Problem to work on:
Please return every record exactly as written, leaving out the pictures.

Recorded data:
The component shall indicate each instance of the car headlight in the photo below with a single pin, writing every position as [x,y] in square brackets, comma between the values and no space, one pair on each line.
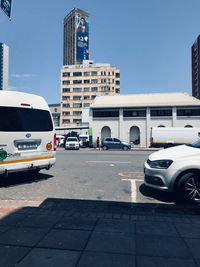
[160,164]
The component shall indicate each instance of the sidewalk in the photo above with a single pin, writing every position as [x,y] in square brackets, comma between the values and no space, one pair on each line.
[62,232]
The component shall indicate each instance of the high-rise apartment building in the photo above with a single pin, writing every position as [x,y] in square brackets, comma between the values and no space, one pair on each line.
[80,84]
[196,68]
[4,56]
[76,47]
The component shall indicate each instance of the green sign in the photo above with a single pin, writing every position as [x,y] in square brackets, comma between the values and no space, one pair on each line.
[3,154]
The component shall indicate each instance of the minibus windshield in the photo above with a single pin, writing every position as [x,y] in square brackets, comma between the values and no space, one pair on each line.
[14,119]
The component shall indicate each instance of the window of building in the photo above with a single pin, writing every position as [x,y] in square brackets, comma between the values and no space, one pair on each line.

Answer box:
The component shall indicate each instance of the car headlight in the photo below with a single pin, writing every position as [x,y] in square brackets, comma between the values and no space, one pair on each line.
[160,164]
The component shall indicate each instance of the sidewalk in the photo above with a single pin, writing every position as [x,y] in square brackets, comma between the values and no space, one pair on each line.
[62,232]
The component shall indicate each instance of the high-rise apartment building in the photo above with a single pin, writing every position as [x,y] in square brackets, comma between the values and no space, one pair on each line.
[80,84]
[196,68]
[4,56]
[76,47]
The component shall indicate each instance of the green sign in the photo above with a single pin, writing every position as [x,y] in square brackets, comma between the values and no space, one pair on each line.
[3,154]
The component shall indicate each instance of the minibus windshield in the photo above with a single pin, writing every position as [x,y] in square brackets, comma between the values and no space, one pair on each line.
[14,119]
The component shall indicate each instance of the window of building in the photo above with a single pin, writing every position as [x,y] in square brackets, comma between the values and no space, one pair on each line.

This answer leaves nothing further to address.